Exercise:
Needed from the data below: every line from the one with "Where can the scaly" up to and including the one with "Where can the stone", repeated exactly and with nothing else.

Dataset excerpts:
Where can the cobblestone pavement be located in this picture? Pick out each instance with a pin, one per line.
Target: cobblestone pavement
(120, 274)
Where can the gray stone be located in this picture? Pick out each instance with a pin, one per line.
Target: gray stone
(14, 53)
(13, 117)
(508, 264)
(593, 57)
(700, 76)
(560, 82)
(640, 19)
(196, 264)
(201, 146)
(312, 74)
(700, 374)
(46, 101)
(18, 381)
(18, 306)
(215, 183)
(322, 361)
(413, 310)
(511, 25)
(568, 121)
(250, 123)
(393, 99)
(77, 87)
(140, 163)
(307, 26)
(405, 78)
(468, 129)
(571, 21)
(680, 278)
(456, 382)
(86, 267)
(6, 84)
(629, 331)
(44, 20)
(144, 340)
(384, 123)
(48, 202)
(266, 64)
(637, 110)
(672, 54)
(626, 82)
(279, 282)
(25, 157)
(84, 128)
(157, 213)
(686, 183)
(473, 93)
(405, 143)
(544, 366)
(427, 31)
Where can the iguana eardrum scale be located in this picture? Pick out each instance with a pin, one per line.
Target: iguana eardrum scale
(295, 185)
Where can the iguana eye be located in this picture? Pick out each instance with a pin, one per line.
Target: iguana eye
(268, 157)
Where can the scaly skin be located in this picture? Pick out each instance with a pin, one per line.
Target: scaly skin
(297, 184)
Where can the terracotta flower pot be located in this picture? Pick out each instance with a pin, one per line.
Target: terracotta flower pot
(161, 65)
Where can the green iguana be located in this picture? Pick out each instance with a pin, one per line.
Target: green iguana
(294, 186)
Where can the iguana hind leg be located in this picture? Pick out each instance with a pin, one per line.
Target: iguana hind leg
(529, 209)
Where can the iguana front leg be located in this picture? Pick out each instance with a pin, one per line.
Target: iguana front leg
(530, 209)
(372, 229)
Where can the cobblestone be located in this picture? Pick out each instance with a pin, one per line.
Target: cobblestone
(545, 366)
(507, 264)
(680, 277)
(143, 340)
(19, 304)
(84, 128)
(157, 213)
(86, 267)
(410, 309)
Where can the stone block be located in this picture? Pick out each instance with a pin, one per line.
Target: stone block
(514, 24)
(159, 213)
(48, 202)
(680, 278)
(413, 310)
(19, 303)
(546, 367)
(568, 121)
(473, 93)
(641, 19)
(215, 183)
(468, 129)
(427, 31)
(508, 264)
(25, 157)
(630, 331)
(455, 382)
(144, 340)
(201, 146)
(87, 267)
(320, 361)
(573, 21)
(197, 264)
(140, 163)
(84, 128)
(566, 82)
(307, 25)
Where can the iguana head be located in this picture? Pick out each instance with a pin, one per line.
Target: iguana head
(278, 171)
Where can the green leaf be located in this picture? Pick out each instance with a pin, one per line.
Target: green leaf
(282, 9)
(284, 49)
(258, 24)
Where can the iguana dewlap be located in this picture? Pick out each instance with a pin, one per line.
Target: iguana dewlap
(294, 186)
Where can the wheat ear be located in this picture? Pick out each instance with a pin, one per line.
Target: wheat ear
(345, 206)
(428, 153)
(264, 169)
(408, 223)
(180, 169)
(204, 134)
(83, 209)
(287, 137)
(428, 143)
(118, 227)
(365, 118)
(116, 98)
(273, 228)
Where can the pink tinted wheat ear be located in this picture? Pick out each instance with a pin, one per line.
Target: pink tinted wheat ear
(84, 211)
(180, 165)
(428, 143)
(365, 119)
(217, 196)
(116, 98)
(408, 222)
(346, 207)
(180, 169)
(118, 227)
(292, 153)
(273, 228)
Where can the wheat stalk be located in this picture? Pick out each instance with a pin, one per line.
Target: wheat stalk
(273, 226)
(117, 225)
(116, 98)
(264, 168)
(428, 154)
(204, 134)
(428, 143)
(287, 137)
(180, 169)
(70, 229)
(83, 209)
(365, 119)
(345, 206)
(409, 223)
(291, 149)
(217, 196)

Result of this task:
Where can the scaly skin be located in this picture? Pick out each instance with a pin, one per line.
Target: scaly skin
(297, 184)
Where can the terracotta flower pot be located in this picture? Pick out each instance with a pin, one per line.
Target: terracotta flower pot
(161, 65)
Where can the green iguana be located in this picture? Pick out each instance with a pin, one per line.
Target: green iguana
(294, 186)
Where can the iguana hind leg be located in this picture? Pick out each instance with a pin, one per line.
Target: iguana hind leg
(529, 209)
Where can the iguana front leg be located in this picture? Pick out each instance with a pin, one per line.
Target: iguana front leg
(530, 209)
(372, 229)
Where can the cobblestone be located in this picture? Pick out each instance with a pin, one per line.
Target: cobblestone
(545, 366)
(507, 264)
(680, 277)
(143, 340)
(19, 304)
(84, 128)
(157, 213)
(86, 267)
(410, 309)
Where can the stone block be located in this picture? Pick out each instance with a pin, one per line.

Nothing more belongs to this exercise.